[本文抜粋]
^^^^^^^^^^^^^^^^

法律家のための建築基準法講座1(確認申請)

投稿日

2022.11.25

投稿者

川上修

カテゴリー

その他の民事・家事事件

不動産関連

弁護士の川上修です。

今回は建築基準法の「確認申請・建築手続き」について解説します。なお、本原稿は、弁護士を中心とした裁判業務に関わる法律家を対象として、建築基準法の制度を概括的に説明したものであり、全てを網羅したものではないことにご留意ください。

 

Q確認申請は、全ての建築物を建築[1]又は大規模修繕・大規模模様替え(以下「建築等」といいます。)する場合に必要ですか?

A全ての場合に必要ではありません。

建築確認が必要となる建築物の建築等は建築基準法6条に規定されています。それによると、200㎡より広い特殊建築物(共同住宅、飲食店など不特定多数の人が利用することが想定される建築物)、三階建て以上又は500㎡以上又は最高高さが13m(軒高が9m)より高い木造建築物、2階以上で200㎡より広い木造以外の建築物(鉄筋コンクリート造や鉄骨造)の建築等は、確認申請が必要とされています(法6条1項1号ないし3号)。つまり、二階建ての木造建築物や、平屋の鉄骨造建築物などは対象外となります。

ただし、都市計画区域等内においては、全ての建築物の建築(大規模修繕、大規模模様替えは除きます)について、確認申請が必要とされています(法6条1項4号)。都市計画区域とは、都市計画法によって都道府県知事や国土交通大臣が指定するエリアのことであり、このエリア外(例えば市街化調整区域)で、建築物を建築することはあまり多くないでしょうから、建築物を建築する場合は原則として確認申請が必要と考えていも差し支えはないと思われます。

 

Q確認申請の流れについて教えてください。

A建築主(建築物を建築する人)が、建築主事(確認申請業務を行う都道府県や政令指定都市の職員)又は指定確認検査機関(国土交通大臣、都道府県知事が指定する確認実務を行う民間の機関)に対し、確認申請図書(付近見取図、配置図、各階平面図など)を提出します。そして、当該図書の法適合が認められれば、建築主事等から確認済証が交付されます。確認済証の交付を受けた以降、工事に着工することができます(法6条、6条の2)。

工事が完了したら、建築主は、建築主事又は指定確認検査機関に対し、完了報告書を提出します。そして、確認申請図書のとおりに施工されているか建築主事らの完了検査を受けて、検査済証の交付を受けます。これ以降、当該建物を使用することができるようになります(法7条、法7条の2)。

 

Q確認申請、完了検査を経ることなく建築した建築物を使用しても良いのですか?

^^^^^^^^^^^^^^^^

コレクションの保存項目:
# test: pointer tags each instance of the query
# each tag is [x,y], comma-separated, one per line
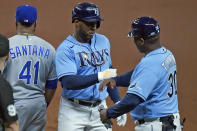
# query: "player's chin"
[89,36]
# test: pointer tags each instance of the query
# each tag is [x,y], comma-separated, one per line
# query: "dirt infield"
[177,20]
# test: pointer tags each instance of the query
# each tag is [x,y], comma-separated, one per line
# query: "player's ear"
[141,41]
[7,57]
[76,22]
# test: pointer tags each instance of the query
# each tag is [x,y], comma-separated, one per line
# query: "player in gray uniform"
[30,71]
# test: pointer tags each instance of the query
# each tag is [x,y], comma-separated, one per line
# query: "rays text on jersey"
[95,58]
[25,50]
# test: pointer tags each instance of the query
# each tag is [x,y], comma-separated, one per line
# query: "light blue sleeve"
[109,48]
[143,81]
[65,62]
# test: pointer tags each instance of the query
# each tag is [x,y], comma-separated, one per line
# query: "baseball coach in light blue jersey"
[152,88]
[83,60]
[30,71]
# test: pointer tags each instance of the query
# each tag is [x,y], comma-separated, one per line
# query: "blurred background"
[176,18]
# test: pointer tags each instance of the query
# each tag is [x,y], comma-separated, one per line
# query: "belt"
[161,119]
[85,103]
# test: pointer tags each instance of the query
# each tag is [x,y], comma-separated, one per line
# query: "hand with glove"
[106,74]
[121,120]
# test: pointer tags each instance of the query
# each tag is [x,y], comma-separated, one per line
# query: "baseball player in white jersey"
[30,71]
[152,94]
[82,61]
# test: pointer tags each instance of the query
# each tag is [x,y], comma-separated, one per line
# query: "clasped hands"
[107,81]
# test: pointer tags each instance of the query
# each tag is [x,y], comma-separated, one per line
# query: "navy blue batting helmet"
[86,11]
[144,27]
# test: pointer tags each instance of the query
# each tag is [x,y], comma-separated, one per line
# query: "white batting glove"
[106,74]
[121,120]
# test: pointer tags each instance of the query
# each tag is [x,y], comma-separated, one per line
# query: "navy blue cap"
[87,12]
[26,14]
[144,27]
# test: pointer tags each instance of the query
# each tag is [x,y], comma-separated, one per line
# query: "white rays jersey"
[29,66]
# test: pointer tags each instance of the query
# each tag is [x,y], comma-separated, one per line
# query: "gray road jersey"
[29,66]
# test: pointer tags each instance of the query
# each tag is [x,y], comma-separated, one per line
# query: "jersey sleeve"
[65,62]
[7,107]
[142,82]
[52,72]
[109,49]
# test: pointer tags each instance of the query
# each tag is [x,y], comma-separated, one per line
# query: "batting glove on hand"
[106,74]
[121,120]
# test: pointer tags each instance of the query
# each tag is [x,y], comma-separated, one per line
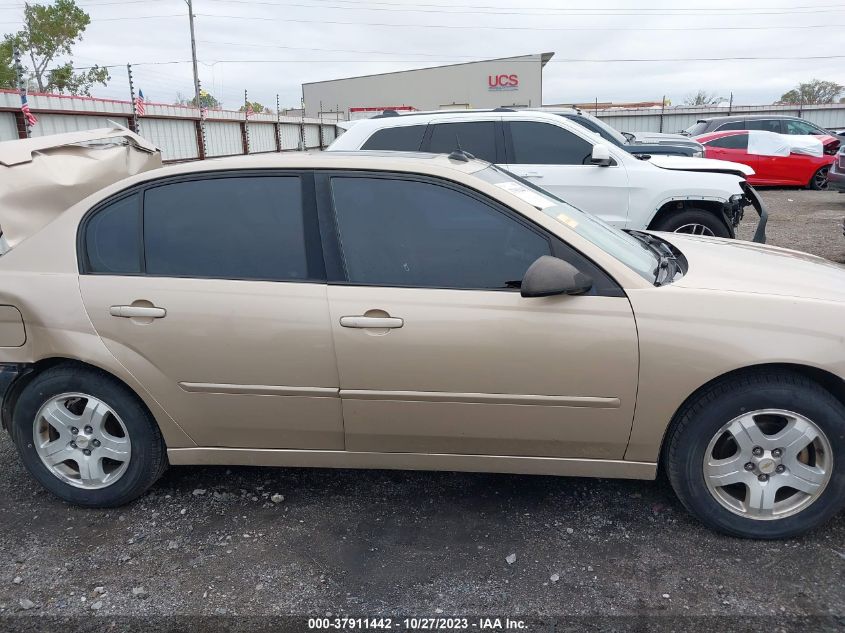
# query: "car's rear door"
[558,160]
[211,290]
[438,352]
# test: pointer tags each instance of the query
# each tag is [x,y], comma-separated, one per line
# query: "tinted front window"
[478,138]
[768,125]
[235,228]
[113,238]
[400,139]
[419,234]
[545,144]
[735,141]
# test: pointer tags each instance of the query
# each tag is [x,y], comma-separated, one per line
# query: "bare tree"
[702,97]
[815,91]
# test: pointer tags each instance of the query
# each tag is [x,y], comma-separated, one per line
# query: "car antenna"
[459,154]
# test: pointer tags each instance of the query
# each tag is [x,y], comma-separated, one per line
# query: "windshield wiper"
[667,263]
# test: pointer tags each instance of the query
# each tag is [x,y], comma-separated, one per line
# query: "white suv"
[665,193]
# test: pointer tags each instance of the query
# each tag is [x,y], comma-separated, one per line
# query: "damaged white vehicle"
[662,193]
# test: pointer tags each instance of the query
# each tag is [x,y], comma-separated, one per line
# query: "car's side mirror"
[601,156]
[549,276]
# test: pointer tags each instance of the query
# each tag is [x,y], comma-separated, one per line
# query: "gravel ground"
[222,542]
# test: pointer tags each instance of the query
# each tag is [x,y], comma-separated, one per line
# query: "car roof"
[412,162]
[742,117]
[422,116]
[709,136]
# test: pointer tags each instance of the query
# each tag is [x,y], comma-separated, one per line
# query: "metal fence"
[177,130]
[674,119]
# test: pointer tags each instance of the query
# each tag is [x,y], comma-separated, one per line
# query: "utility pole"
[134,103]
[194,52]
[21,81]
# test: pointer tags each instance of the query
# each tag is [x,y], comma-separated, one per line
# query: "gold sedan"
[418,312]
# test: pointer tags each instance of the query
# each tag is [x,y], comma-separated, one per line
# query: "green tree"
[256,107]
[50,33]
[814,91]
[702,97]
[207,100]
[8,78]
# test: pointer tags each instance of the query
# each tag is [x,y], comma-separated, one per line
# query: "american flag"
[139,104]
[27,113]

^^^^^^^^^^^^^^^^

[課題の指示]
確認申請の解説をもとに、次の問いに答えよ。
1. 確認済証の交付を受けた以降、何ができるようになるか。
2. 検査済証の交付を受けた以降、何ができるようになるか。
3. 都市計画区域は、都市計画法によって誰が指定するエリアか。

[正解]
1. 工事に着工すること。
2. 当該建物を使用すること。
3. 都道府県知事や国土交通大臣。